Records from a dataset
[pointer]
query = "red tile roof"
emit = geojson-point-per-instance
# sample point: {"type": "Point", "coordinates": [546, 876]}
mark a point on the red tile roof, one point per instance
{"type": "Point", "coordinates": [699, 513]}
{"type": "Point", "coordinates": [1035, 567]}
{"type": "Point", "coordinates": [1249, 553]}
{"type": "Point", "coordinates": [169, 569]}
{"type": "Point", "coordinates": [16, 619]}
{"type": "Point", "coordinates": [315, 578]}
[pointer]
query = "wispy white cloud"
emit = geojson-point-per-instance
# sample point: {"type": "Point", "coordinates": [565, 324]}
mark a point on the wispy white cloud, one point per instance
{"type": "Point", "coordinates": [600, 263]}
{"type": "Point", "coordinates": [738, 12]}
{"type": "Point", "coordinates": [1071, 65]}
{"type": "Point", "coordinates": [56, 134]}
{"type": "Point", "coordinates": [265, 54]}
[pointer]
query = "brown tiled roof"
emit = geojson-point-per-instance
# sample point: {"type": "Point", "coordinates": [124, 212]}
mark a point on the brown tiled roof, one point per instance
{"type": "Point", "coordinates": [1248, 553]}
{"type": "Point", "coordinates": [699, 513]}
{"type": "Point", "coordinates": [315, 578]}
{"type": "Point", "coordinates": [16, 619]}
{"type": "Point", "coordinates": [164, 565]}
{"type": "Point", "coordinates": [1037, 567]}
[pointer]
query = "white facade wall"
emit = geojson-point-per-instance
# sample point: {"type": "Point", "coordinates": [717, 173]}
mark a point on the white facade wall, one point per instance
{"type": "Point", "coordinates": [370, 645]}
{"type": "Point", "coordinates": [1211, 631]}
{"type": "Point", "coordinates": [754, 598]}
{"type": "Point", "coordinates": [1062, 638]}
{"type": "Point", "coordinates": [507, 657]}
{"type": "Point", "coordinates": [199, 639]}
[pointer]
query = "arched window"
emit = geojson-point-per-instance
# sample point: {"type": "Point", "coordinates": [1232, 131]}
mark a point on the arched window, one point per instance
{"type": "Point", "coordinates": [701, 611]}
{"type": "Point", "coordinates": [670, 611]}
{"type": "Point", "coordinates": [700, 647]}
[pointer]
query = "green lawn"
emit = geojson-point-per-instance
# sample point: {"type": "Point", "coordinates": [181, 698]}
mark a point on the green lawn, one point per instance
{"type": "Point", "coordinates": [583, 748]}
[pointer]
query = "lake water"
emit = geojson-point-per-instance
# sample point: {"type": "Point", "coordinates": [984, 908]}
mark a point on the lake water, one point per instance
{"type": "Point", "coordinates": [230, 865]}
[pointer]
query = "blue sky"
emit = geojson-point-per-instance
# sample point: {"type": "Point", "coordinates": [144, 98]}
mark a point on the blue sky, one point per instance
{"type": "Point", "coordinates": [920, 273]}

• Set exercise:
Output the listing above word for word.

• Result of the task:
[pointer]
query = "red tile roof"
emit = geojson-point-per-instance
# sample point: {"type": "Point", "coordinates": [546, 876]}
mark a point on the red tile roof, one point per instance
{"type": "Point", "coordinates": [699, 513]}
{"type": "Point", "coordinates": [1035, 567]}
{"type": "Point", "coordinates": [1249, 553]}
{"type": "Point", "coordinates": [169, 569]}
{"type": "Point", "coordinates": [16, 619]}
{"type": "Point", "coordinates": [315, 578]}
[pointer]
query = "wispy white cloud"
emit = geojson-point-per-instance
# sample point: {"type": "Point", "coordinates": [565, 324]}
mark a point on the wispy white cloud, one point per instance
{"type": "Point", "coordinates": [600, 263]}
{"type": "Point", "coordinates": [738, 12]}
{"type": "Point", "coordinates": [1071, 65]}
{"type": "Point", "coordinates": [56, 134]}
{"type": "Point", "coordinates": [265, 54]}
[pointer]
query = "brown tiled roof"
emit = geojson-point-per-instance
# sample point: {"type": "Point", "coordinates": [124, 212]}
mark a point on the brown tiled roof, one point per instance
{"type": "Point", "coordinates": [1248, 553]}
{"type": "Point", "coordinates": [699, 513]}
{"type": "Point", "coordinates": [315, 578]}
{"type": "Point", "coordinates": [16, 619]}
{"type": "Point", "coordinates": [164, 565]}
{"type": "Point", "coordinates": [1037, 567]}
[pointer]
query = "white facade wall"
emit = geojson-point-per-instance
# sample point: {"type": "Point", "coordinates": [717, 173]}
mark a point on the white facade wall, one point per instance
{"type": "Point", "coordinates": [370, 645]}
{"type": "Point", "coordinates": [1211, 631]}
{"type": "Point", "coordinates": [754, 598]}
{"type": "Point", "coordinates": [1062, 638]}
{"type": "Point", "coordinates": [507, 657]}
{"type": "Point", "coordinates": [199, 639]}
[pointer]
query = "arched window"
emit = geojson-point-per-instance
# sample point: {"type": "Point", "coordinates": [1232, 131]}
mark a point on the arched window, one point per instance
{"type": "Point", "coordinates": [701, 611]}
{"type": "Point", "coordinates": [670, 611]}
{"type": "Point", "coordinates": [700, 647]}
[pointer]
query = "green lawn"
emit = geojson-point-per-instance
# sample point: {"type": "Point", "coordinates": [181, 698]}
mark a point on the green lawn, one point per instance
{"type": "Point", "coordinates": [583, 748]}
[pointer]
query = "lake water"
emit = geojson-point-per-instance
# sample point: {"type": "Point", "coordinates": [984, 908]}
mark a point on the lake water, one point per instance
{"type": "Point", "coordinates": [230, 865]}
[pointer]
query = "blue sky"
emit = geojson-point-per-instance
# sample point: {"type": "Point", "coordinates": [144, 98]}
mark a point on the blue sky, one point per instance
{"type": "Point", "coordinates": [920, 273]}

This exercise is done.